Top of Entries supplied

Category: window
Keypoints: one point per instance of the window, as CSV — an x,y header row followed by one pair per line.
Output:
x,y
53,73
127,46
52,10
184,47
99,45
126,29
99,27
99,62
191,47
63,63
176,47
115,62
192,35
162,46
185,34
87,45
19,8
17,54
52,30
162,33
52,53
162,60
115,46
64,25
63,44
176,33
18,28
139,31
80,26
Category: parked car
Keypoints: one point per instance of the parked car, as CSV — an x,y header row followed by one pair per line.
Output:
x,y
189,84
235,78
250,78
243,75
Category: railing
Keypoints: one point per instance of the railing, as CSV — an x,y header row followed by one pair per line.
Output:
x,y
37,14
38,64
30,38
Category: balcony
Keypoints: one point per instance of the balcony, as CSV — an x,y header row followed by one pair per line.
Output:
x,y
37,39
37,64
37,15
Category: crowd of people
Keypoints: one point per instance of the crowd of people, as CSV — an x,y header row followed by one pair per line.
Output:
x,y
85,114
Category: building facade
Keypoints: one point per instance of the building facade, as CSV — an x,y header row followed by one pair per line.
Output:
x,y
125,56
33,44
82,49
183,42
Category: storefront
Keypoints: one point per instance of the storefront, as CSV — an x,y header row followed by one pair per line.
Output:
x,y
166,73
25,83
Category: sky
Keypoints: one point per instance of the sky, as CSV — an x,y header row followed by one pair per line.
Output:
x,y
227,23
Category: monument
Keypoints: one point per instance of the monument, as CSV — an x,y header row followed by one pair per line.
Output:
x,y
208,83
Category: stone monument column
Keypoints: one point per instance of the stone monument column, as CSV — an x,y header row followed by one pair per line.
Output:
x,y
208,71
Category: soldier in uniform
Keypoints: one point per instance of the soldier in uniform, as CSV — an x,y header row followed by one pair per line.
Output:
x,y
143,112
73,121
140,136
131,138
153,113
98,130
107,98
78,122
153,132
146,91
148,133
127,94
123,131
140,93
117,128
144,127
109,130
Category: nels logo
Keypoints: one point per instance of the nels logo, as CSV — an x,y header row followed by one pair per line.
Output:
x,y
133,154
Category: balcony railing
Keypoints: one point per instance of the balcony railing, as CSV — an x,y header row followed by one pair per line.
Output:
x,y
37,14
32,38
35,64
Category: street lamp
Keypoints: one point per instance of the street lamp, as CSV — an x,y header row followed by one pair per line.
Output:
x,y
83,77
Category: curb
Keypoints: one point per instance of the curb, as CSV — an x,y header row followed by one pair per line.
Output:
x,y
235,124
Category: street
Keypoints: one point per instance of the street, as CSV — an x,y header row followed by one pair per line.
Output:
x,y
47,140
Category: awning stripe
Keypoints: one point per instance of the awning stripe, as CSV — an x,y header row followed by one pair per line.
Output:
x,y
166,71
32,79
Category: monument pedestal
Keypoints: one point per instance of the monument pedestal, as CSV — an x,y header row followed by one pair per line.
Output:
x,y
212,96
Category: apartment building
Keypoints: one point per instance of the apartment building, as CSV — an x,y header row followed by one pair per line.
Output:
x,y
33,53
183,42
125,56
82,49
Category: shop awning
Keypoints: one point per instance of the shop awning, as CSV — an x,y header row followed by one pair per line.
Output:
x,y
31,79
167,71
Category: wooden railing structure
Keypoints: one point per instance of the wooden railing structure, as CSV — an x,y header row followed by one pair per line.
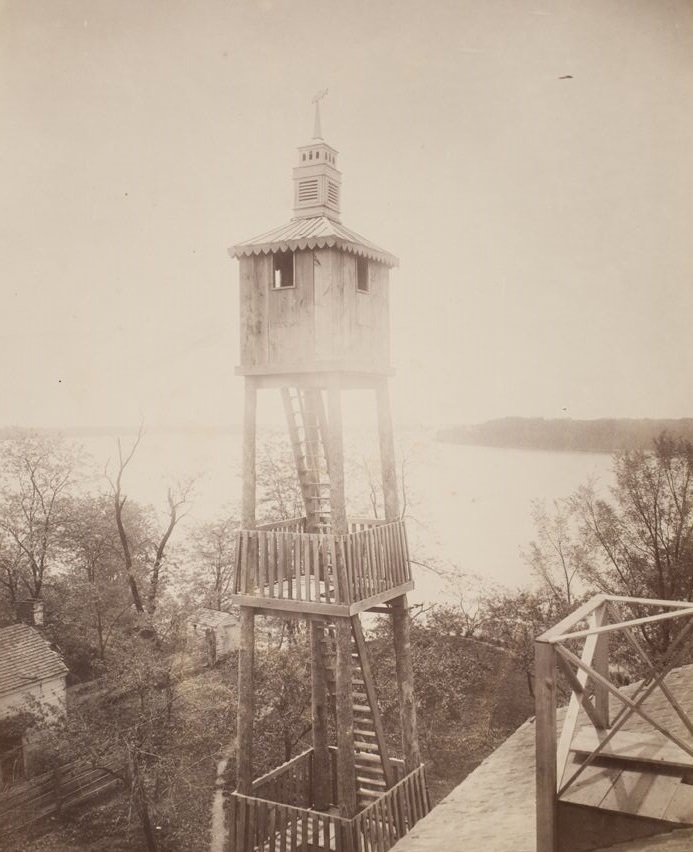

Bottom of Entries supplied

Activity -> Repeat the entries exactly, without pictures.

Response area ->
Category: window
Keypoints: one point per instance of the window, as CSV — an x,y header row followed by one pair per line.
Output:
x,y
53,73
127,46
52,10
184,47
99,45
126,29
99,27
99,62
191,47
63,63
176,47
115,62
192,35
162,46
185,34
87,45
19,8
17,54
52,30
162,33
52,53
162,60
115,46
64,25
63,44
176,33
18,28
139,31
80,26
Category: parked car
Keypoints: one point per instance of the parked car, as CSV — an x,y header row followed by one pair per line.
Output:
x,y
189,84
235,78
250,78
243,75
Category: railing
Keypoints: one point per instance of the railing, as CSV — an x,y header row followed by one pair per line.
Output:
x,y
37,14
38,64
30,38
Category: balcony
Keypoints: one point per instance of the balcony, as CSV — an x,y header row followed by one pair per line.
Output:
x,y
37,39
37,64
37,15
Category: crowd of people
Keypoints: one point per instance of the crowd of people, as CSV — an x,y header row followed by one pair per line.
Output:
x,y
85,114
Category: building facade
Keypoints: one point per instance of the building facade, as CSV — an x,y header row followed by one pair per line.
Output:
x,y
125,56
33,44
82,49
183,42
Category: storefront
Keypoints: one point per instance of the storefront, as CSV — an x,y header row followed by one pair per line.
Output:
x,y
166,73
25,83
Category: sky
Keypoints: one point per instance of the sky, as CSV — an x,y header row followed by one pair per line.
Output:
x,y
227,23
Category: monument
Keypoints: one point per instance of the monument, as CSV — an x,y header row followed by one pair per line.
Output:
x,y
208,83
Category: stone monument column
Keypoints: one point per instance of the stone monument column, as CSV — an x,y header row followed by one pair per line.
Output:
x,y
208,71
Category: soldier in uniform
Keypoints: one point per instance of the soldier in uniform, as CSV — an x,y header row followed by one pair per line.
Output:
x,y
143,112
73,121
140,136
131,138
153,113
98,130
107,98
78,122
153,132
146,91
148,133
127,94
123,131
140,93
117,128
144,127
109,130
Category: nels logo
Keypoints: one point per instance of the nels logo, as CSV — an x,y header row followed by one pair per line.
Output:
x,y
133,154
Category: balcony railing
Keypoints: one point per instance of the balcony railing, as CSV — an x,y header row followed by one pair per line.
Output:
x,y
37,14
32,38
35,64
Category: street lamp
Keypoints: one point per instance of the street lamp, as CSV — an x,y header row followed by one pair per line.
Output:
x,y
83,77
Category: curb
Keypoints: one point per instance of the curb, as CSV — an x,y header row followed by one pair per line.
Output:
x,y
235,124
Category: street
Keypoints: one point per instance of the street, as CSV — an x,y header row followed by one pair per line.
Output:
x,y
47,140
Category: awning stripe
Keypoints: one point per instance of the awning stripe, as CSV — an x,y header row followed by one pair per line.
Output:
x,y
166,71
32,79
Category: monument pedestal
Keypoints: one point per instance of the monument pedestal, as CSV — an x,y header row followed by one pair per line.
Output:
x,y
212,96
Category: apartment building
Keypoints: one point per instance of the apartment building, as CSV — an x,y header row followed by one pair per line.
Output:
x,y
33,53
183,42
125,56
82,49
Category: shop awning
Keypoints: one point per instance of the shop awning, as CSV — an x,y header row followed by one pair per line.
Output:
x,y
31,79
167,71
Category: wooden railing structure
Keypoints: one point per instance of the wooden railing structure, as CSV — an x,y header row followed by one pair per line.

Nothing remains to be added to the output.